Repeat all the material exactly; pictures stay out of your copy.

----------

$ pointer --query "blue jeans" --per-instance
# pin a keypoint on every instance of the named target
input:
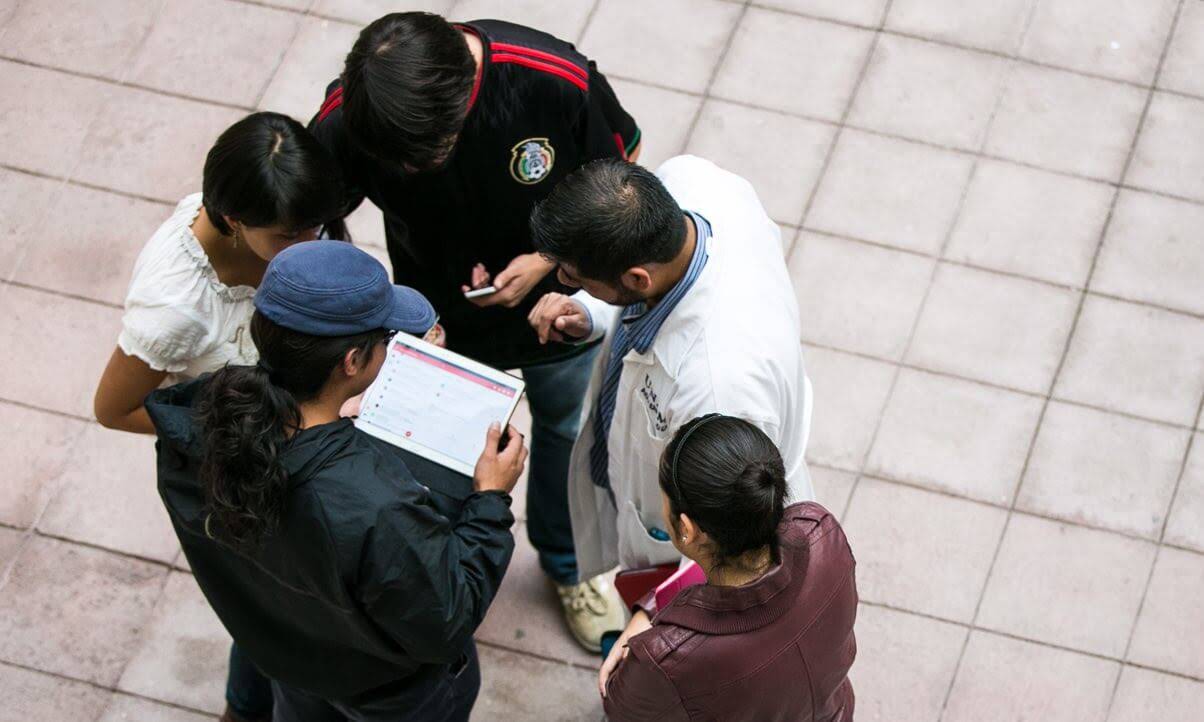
(248, 692)
(556, 394)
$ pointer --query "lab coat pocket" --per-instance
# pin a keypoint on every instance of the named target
(637, 546)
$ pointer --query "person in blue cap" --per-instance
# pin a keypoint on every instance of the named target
(352, 573)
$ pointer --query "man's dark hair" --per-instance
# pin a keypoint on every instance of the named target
(607, 217)
(267, 170)
(406, 88)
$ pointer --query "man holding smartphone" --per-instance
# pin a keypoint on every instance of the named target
(455, 132)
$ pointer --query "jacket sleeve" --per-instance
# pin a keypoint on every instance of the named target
(638, 691)
(328, 128)
(428, 581)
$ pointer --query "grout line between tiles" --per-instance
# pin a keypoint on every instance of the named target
(1027, 639)
(1157, 554)
(714, 74)
(113, 690)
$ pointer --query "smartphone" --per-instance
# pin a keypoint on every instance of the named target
(479, 293)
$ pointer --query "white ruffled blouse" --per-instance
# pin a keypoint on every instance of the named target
(178, 317)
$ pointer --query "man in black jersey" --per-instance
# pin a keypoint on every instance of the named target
(455, 131)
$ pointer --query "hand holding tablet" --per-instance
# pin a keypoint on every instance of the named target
(438, 404)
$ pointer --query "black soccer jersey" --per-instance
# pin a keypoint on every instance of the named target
(539, 110)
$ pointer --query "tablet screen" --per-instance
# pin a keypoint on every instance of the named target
(437, 403)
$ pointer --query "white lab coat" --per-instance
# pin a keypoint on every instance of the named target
(730, 345)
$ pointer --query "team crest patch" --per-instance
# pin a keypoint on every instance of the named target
(531, 160)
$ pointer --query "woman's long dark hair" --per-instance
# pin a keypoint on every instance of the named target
(726, 475)
(247, 416)
(267, 170)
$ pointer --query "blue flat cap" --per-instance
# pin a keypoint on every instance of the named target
(330, 288)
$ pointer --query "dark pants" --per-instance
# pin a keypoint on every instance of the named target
(556, 394)
(248, 692)
(444, 694)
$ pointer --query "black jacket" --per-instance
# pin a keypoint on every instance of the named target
(533, 89)
(373, 578)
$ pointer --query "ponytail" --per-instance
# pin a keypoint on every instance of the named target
(726, 475)
(246, 422)
(248, 415)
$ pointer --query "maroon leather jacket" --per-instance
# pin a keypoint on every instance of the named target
(778, 649)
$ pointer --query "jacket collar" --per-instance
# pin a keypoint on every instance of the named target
(732, 610)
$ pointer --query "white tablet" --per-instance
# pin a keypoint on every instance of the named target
(437, 403)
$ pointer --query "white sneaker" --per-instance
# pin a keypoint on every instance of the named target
(591, 609)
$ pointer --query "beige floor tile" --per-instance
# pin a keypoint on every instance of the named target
(664, 118)
(1064, 122)
(82, 249)
(1154, 252)
(856, 296)
(243, 46)
(898, 533)
(1032, 223)
(10, 544)
(643, 41)
(861, 12)
(46, 130)
(313, 60)
(365, 11)
(738, 137)
(74, 610)
(989, 25)
(36, 697)
(24, 202)
(1121, 39)
(1066, 585)
(64, 341)
(1103, 469)
(75, 36)
(1135, 359)
(521, 687)
(152, 145)
(1170, 151)
(993, 327)
(832, 487)
(1186, 522)
(904, 664)
(1146, 694)
(850, 392)
(1003, 680)
(1186, 53)
(792, 64)
(107, 497)
(366, 225)
(124, 708)
(1172, 615)
(36, 448)
(526, 615)
(184, 651)
(890, 191)
(565, 19)
(955, 436)
(928, 92)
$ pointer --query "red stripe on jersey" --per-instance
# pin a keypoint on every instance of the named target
(505, 47)
(537, 65)
(623, 149)
(332, 101)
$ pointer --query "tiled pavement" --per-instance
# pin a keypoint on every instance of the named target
(993, 213)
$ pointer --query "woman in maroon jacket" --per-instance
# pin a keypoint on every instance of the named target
(769, 635)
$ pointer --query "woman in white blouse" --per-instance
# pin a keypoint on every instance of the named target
(267, 184)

----------

# The solution
$ pointer --query "blue jeans" --per-instance
# pin a keypoint on every instance of the named target
input:
(248, 692)
(556, 394)
$ pointer --query "lab coat pocket" --per-instance
# pin a keypoint on every instance of the named target
(637, 546)
$ pointer --query "person in blue cap" --per-instance
# pin a keypoint on every instance of the named target
(352, 573)
$ pointer --query "man's dark hair" --per-instance
# pin a keypoint on every instance of the named target
(607, 217)
(267, 170)
(406, 88)
$ pointer --query "man holding smartphone" --per-instance
# pin a keypoint on every instance of the named target
(455, 132)
$ pointer --query "jacket sleeve" --per-instance
# pin a keypoint on every instance of the named target
(638, 691)
(328, 128)
(428, 581)
$ pointer --query "grout line between tiles" --per-instance
# pin a keypoint on every instance of the named target
(1027, 639)
(1157, 554)
(714, 74)
(113, 690)
$ pointer --query "smartphone" --per-instance
# pin a keypoint on every instance of the named target
(479, 293)
$ pointer --query "white ruffled blouse" --per-instance
# pin a keypoint on every instance of the named target
(178, 317)
$ pointer --query "man in black jersey" --per-instance
# pin a keypoint on every instance of the named target
(455, 131)
$ pointer --query "hand holding tablet" --per-instance
# pin a keypoint on every instance of the named target
(438, 404)
$ pointer --query "black soccer jersey" --per-instance
# pin a keypoint on every instance of the named target
(539, 110)
$ pointer --query "tablet screen" --per-instance
# pin a keypoint on every instance of the named target
(437, 403)
$ pointer --query "white lab coat" --per-instance
# pin a keypoint on every instance of the named target
(730, 345)
$ pointer --query "team crest patch" --per-instance
# pin a keypoint on every instance of the named target
(531, 160)
$ pointer --query "woman's long dark hair" --per-instance
# pin a keypoint on every instance of the named target
(726, 475)
(247, 416)
(267, 170)
$ pointer --query "blue flat cap" --per-instance
# pin a keypoint on every instance of the named target
(330, 288)
$ pointer --query "dark pants" --per-instance
# pin a keypoint on every instance of the named target
(556, 394)
(248, 692)
(444, 694)
$ pointer --query "black jacket" --per-instance
# pin a keypoint on every instance of the named target
(533, 89)
(373, 578)
$ pointer --query "ponytail" --per-instance
# pin a keypoint on every instance of the named target
(726, 475)
(246, 422)
(248, 415)
$ pointer --query "maroon leather jacket" --per-instance
# pin a keypoint on every instance of the named target
(778, 649)
$ pointer --query "jacket collar" --per-instance
# pin a keypoint on every instance of the named target
(732, 610)
$ pointer --query "white tablet" --per-instance
# pin a keypoint on every instance of the named target
(437, 403)
$ pointer --query "white sneaker" --per-instance
# pin a keypoint on every instance of the named target
(591, 609)
$ pointer --query "beige floor tile" --per-instance
# pin a keypoint on every instance of the named target
(664, 118)
(1064, 122)
(82, 249)
(1154, 252)
(856, 296)
(243, 46)
(898, 533)
(1032, 223)
(10, 544)
(643, 41)
(861, 12)
(46, 130)
(313, 60)
(365, 11)
(738, 137)
(74, 610)
(989, 25)
(36, 697)
(24, 202)
(1121, 39)
(1066, 585)
(64, 341)
(1103, 469)
(75, 36)
(1135, 359)
(521, 687)
(152, 145)
(1170, 151)
(993, 327)
(832, 487)
(1186, 522)
(904, 664)
(1146, 694)
(850, 392)
(1003, 680)
(1186, 53)
(792, 64)
(107, 497)
(366, 225)
(124, 708)
(1172, 615)
(36, 448)
(526, 615)
(184, 651)
(890, 191)
(565, 19)
(955, 436)
(928, 92)
$ pointer --query "red stripe on jersey" --per-instance
# pin a keypoint on every instance of the named target
(505, 47)
(537, 65)
(623, 149)
(332, 101)
$ pointer --query "tiled pavement" --per-instance
# pin a keypoint on every instance of the named target
(993, 213)
$ pointer --query "woman in maroon jacket" --per-instance
# pin a keypoint on every instance of the named target
(769, 635)
$ pointer --query "woman in white blouse" --per-instance
# pin a keypoint on every instance of the named target
(267, 184)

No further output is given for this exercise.